╭─ MATERIAL FOR THIS TASK
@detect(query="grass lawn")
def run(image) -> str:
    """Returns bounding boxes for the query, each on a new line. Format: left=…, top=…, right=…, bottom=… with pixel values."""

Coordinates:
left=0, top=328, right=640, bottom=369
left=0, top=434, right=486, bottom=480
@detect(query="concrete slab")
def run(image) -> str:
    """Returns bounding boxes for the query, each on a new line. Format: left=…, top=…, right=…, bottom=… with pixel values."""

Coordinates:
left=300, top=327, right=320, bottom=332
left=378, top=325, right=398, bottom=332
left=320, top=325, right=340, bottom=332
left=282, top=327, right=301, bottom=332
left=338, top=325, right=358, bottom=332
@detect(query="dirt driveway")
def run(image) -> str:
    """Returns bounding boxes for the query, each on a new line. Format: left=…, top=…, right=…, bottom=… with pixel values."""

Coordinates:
╰─
╭─ MATERIAL FOR THIS TASK
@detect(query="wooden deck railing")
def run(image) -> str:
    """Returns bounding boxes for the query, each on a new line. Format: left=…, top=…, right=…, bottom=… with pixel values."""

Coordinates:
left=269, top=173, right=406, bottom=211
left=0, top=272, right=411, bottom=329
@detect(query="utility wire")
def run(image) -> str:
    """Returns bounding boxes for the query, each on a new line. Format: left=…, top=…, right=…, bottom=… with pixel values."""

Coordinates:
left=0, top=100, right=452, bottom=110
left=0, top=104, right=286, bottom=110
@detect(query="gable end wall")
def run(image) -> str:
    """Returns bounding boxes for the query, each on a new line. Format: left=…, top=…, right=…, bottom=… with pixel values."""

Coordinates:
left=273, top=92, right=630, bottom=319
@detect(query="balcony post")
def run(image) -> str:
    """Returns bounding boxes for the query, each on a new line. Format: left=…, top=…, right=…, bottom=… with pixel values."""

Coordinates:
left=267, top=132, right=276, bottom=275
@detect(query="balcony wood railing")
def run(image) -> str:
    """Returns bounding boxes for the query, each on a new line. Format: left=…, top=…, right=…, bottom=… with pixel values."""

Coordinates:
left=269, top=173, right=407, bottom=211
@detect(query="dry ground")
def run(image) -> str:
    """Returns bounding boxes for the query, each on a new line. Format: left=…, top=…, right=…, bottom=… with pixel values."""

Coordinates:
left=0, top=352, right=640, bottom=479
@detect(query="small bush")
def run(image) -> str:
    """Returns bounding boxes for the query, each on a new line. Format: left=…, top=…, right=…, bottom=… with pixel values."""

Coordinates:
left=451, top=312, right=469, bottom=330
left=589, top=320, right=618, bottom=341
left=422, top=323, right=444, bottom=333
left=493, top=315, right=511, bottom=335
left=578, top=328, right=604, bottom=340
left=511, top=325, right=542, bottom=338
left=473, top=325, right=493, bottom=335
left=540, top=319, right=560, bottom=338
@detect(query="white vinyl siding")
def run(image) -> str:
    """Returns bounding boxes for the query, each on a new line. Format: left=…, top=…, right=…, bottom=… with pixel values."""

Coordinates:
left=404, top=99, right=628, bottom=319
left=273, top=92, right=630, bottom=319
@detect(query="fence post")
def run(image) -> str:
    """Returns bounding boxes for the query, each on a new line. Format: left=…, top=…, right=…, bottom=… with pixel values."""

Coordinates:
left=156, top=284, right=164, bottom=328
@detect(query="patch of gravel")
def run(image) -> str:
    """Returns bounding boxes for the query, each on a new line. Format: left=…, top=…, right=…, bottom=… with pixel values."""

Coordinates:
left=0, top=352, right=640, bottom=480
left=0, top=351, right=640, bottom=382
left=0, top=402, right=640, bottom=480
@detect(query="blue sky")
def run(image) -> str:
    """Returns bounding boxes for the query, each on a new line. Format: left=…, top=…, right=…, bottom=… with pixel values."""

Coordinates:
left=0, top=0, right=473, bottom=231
╰─
YOUR OBJECTIVE:
List each line in the records above that contains the string "railing".

RESULT:
@detect(query="wooden deck railing")
@detect(query="balcony wood railing")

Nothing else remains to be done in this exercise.